*** Opening of Excerpt to read ***

A. The concept is simple. We know certain cells are missing in type-1 patients, and we know certain stem cells can develop into any body part. The challenge was to determine how to instruct a cell to specialize in producing insulin, rather than bones, muscles or blood. Initially, I had no clue about the process and lacked any brilliant ideas. However, I persisted by studying the functioning of the pancreas and conducting experiments on mice based on that knowledge. If I were to start over now, progress would be much faster, since I did a lot of stupid tests that didn’t work.
Q. And how did the switch to a different line of research go? What doors did you knock on to leave frogs behind and start on diabetes?
A. I was very lucky, being a Harvard professor. I had excellent students and was able to obtain funding because of them. It wasn’t a solo project that I did in my garage. Over the years, at least 50 students have been involved in the research. So, it would be incorrect to say that I did this alone — there’s a whole team behind it.
Q. What’s next for you if the treatment is approved and becomes publicly available?
A. I haven’t thought about it much. The first thing I would probably do is treat my kids [Melton’s daughter also has diabetes]. And we would have a big party. Then I would think about a way to freeze the cells. For now, we have to administer live cells to the patient. It would be great if a doctor in Spain, for example, has access to frozen cells and can administer them directly to the patient.
Q. Would that make the treatment affordable? It seems like it would be expensive.
A. I’m not an economist, but I imagine the price will be high at first. Considering the large number of patients, the cost will decrease. It’s important to remember that this is a one-time expense, which can be a great value compared to the lifelong use of insulin. And like other advanced technologies, the price will drop over time after it first launches.
Q. Type 2 diabetes is a different disease with a different pharmacological treatment. Can cell replacement somehow benefit people with type 2?
A. Type 2 diabetes is related, but different. The body demands insulin, but cannot adequately respond. One reason may be that these patients do not have enough producer cells. If so, this type of treatment could be used. But I would like to stress that many people with type 2 diabetes can benefit from improving their diet and exercising. Somewhat selfishly, I don’t pay much attention this disease — I’m really focused on type 1. It’s all I think about as soon as I wake up. Just this morning I thought up a new experiment.

*** Close of Excerpt to read ***

Tasks to perform
A. Decide whether each statement agrees with the interview on diabetes research. Answer yes or no for each and quote the words from the interview that settle it.
(i) The interviewee carried out the research alone.
(ii) At least 50 students have worked on the research.
(iii) At present, the treatment is given to patients as frozen cells.
B. Carry the interview on diabetes research forward from its final sentence.
The rows after this point are separate material, unrelated to the interview on diabetes research.

*** Opening of Records supplied ***

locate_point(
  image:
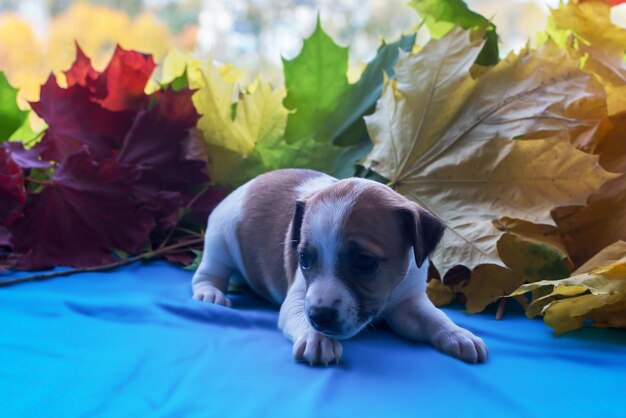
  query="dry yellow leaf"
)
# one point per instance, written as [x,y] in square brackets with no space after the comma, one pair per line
[21,57]
[596,290]
[443,139]
[231,134]
[587,230]
[438,293]
[600,44]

*** Close of Records supplied ***

Answers for the tasks
A.
(i) No: "it would be incorrect to say that I did this alone"
(ii) Yes: "Over the years, at least 50 students have been involved in the research."
(iii) No: "For now, we have to administer live cells to the patient."

B.
Q. Can you tell me what it is?
A. I want to use genetic modification so that cells are not rejected by the immune system. What happens is, our cells tell the body that the transferred cells are foreign and therefore a problem — so we need immunosuppressants to tolerate them. But think about a fetus inside a mother’s body. A fetus has cells from the father, so why doesn’t the mother’s body reject it? It’s an interesting question, and that’s what I was thinking about this morning.
Q. Does your research have implications for the treatment of other diseases?
A. There are several diseases — not many — that have to do with missing cells. The best example is Parkinson’s, when the cells in the central part of the brain that make dopamine fail. If you could convert a stem cell into one that makes dopamine and put it in the brain — which isn’t easy — it could be a cure.
Q. Looking to the more distant future — 30 or 40 years — what do you imagine can be achieved with stem cells?
A. Our body is constantly producing cells that become muscles, skin and blood. That’s why we don’t have a deficit a few weeks after donating blood. By that time, I think we’ll know how to stimulate cells so they regenerate. We take it for granted that aging is inevitable, but perhaps it isn’t. Maybe we can make it to 80 in perfect health thanks to tissue regeneration.
Q. Would this open the door to a type of immortality?
A. Possibly, but that’s not a very interesting goal. I don’t think anyone wants to be immortal. But healthy aging is a realistic goal. Anyone who has watched a parent or grandparent age knows how brutal the end of life can be.